* **Problem statement**
Report every line of the material below that contains the word "overhead", copying each such line in full.

* **Data for this task**
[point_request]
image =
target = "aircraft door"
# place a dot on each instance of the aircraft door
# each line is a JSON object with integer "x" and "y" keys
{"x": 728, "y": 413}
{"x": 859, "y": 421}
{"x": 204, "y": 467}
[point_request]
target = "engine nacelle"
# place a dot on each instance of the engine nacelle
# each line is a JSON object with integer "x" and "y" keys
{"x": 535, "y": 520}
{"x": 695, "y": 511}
---
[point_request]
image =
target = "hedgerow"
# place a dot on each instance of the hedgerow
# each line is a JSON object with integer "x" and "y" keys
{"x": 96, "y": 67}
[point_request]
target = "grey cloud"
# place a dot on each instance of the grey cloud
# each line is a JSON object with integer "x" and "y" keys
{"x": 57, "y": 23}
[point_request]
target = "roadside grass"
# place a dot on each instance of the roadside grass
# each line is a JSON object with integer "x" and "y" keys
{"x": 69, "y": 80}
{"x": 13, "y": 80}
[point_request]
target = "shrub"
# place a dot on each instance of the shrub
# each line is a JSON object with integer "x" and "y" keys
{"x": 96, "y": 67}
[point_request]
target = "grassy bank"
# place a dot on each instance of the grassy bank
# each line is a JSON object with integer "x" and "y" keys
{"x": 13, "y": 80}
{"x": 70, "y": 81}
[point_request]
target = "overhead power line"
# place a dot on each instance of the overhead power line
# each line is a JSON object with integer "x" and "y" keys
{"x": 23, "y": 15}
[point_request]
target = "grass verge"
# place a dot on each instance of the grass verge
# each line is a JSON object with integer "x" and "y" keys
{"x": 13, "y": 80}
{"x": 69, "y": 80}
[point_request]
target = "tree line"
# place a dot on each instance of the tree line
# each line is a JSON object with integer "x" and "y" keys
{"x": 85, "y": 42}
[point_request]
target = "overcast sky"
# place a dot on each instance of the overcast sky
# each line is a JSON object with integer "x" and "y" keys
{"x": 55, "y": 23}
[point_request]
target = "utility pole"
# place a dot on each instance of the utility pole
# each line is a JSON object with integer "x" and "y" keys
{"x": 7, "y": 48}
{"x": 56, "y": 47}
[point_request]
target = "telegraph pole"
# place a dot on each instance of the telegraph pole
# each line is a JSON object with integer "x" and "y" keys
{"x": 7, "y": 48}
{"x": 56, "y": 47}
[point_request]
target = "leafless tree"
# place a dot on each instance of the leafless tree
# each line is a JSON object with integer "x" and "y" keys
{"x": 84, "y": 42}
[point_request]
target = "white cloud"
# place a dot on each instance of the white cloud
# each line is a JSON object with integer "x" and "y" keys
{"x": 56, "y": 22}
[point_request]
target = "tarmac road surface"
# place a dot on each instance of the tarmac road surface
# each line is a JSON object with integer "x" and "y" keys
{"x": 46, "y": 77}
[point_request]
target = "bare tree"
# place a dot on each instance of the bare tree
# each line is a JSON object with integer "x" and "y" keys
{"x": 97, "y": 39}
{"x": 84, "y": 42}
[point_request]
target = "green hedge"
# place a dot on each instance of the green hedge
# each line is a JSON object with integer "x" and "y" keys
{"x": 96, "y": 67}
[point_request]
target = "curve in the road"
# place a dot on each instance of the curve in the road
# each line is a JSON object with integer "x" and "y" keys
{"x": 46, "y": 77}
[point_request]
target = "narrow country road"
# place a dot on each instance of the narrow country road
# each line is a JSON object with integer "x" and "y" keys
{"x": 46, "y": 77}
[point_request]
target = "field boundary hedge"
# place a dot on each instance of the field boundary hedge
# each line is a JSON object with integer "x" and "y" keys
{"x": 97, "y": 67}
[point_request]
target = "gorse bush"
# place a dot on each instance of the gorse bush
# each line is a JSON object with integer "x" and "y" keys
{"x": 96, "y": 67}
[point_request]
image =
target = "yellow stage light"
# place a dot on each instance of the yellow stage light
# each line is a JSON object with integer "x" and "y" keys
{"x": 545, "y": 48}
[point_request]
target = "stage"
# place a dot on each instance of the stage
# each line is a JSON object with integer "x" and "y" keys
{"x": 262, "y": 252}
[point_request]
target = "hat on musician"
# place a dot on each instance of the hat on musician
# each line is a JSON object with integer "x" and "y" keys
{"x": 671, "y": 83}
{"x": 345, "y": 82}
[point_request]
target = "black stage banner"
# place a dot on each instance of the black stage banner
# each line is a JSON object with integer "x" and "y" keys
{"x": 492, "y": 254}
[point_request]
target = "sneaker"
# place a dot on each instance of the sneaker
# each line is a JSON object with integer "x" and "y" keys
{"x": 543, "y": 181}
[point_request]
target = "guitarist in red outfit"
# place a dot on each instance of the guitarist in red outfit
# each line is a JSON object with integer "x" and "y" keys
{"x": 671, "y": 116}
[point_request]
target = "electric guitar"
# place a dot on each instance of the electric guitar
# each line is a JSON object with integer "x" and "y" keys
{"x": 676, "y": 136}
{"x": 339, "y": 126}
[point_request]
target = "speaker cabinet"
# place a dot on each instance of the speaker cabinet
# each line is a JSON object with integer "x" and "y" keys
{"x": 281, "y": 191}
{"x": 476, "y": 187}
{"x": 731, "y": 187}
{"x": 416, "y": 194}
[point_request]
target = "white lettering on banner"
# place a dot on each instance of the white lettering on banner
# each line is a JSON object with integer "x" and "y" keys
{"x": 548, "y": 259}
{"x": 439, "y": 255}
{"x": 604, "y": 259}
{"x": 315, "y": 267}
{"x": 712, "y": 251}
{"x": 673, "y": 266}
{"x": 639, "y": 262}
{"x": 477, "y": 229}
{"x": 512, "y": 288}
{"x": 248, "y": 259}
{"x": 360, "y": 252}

* **The reply**
target = "overhead power line"
# place a dot on each instance of the overhead power line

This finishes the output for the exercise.